◆ Stated exercise ◆
Copy the entries word for word, beginning with the line that contains "Note: one point per instance of the bird's head, never" and continuing through the end of the entries, including both of those lines.

◆ Information shown ◆

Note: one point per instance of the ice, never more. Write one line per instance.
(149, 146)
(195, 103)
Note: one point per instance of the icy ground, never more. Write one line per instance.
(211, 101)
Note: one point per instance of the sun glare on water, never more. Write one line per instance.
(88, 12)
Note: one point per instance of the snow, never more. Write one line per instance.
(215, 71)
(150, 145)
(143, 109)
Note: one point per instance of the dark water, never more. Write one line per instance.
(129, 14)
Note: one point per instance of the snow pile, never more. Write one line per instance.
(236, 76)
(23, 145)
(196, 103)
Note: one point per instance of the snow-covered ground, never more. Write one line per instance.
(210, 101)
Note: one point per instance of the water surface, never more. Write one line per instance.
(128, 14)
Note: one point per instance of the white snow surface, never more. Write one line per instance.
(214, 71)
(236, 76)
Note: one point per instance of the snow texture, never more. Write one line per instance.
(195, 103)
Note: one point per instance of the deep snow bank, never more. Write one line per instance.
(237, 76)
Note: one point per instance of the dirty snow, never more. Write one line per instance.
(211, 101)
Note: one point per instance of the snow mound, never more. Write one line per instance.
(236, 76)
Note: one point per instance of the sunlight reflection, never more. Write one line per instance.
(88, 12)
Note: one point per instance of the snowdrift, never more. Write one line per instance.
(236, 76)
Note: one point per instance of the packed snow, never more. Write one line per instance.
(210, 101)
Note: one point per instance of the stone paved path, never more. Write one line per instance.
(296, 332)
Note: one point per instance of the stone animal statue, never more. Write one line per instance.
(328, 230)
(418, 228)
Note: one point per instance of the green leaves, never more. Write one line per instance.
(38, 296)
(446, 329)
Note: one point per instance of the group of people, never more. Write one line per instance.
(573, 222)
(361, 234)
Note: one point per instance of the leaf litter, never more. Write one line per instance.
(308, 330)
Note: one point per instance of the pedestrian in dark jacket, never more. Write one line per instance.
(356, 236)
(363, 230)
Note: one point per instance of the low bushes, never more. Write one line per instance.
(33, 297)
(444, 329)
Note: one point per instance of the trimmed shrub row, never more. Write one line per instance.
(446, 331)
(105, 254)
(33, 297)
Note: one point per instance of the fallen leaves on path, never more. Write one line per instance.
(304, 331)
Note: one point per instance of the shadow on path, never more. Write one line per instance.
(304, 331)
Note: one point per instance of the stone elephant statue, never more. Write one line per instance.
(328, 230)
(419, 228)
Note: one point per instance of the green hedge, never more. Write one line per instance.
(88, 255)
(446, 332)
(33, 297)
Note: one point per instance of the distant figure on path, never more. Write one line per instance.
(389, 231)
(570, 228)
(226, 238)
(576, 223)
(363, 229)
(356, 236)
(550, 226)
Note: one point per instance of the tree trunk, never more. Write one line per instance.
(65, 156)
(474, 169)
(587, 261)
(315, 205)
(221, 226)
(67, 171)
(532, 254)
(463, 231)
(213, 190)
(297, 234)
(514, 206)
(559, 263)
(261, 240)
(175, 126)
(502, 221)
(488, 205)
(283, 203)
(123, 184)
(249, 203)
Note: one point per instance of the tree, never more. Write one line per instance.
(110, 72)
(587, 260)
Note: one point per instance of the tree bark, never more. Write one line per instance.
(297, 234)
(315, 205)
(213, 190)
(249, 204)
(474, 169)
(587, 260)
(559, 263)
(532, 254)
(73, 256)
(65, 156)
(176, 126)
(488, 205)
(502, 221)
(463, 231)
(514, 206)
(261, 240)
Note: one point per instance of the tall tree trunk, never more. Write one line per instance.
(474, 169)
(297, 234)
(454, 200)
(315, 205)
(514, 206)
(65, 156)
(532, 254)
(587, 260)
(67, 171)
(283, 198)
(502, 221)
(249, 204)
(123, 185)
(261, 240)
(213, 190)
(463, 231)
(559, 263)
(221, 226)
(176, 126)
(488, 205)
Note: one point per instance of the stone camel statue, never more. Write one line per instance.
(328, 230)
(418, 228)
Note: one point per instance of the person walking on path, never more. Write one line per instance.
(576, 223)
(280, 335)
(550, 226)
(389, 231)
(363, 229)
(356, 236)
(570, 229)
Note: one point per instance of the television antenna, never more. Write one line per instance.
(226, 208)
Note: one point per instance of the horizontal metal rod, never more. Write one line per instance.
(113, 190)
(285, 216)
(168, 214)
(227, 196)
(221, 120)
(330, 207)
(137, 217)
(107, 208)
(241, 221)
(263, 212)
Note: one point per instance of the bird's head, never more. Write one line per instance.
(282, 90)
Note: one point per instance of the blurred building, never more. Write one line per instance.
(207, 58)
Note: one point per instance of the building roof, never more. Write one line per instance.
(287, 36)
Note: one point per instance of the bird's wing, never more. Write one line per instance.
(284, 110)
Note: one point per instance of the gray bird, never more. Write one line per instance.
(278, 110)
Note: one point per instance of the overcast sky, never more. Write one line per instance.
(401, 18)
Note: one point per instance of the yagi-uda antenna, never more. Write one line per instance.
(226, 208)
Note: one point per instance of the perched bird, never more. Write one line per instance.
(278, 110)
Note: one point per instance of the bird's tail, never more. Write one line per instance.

◆ Result of the exercise ◆
Note: one point per instance of the bird's head, never more. Write one line per instance.
(282, 90)
Note: one point per instance of the blurred building, never more. Write one line per instance.
(207, 58)
Note: one point per instance of the building roof, never more. Write one line per instance.
(287, 36)
Note: one point per instance of the bird's wing, never more. Write one line per instance.
(284, 110)
Note: one point per instance of the gray bird, never more. Write one line per instance.
(278, 110)
Note: one point per instance of the overcast sky, never more. Write one line per instance.
(401, 18)
Note: one point per instance of the yagi-uda antenna, never more. Write one line per instance.
(226, 208)
Note: one point per instance of the perched bird, never more. Write one line per instance.
(278, 110)
Note: one point per instance of the bird's tail, never more. Write one line per instance.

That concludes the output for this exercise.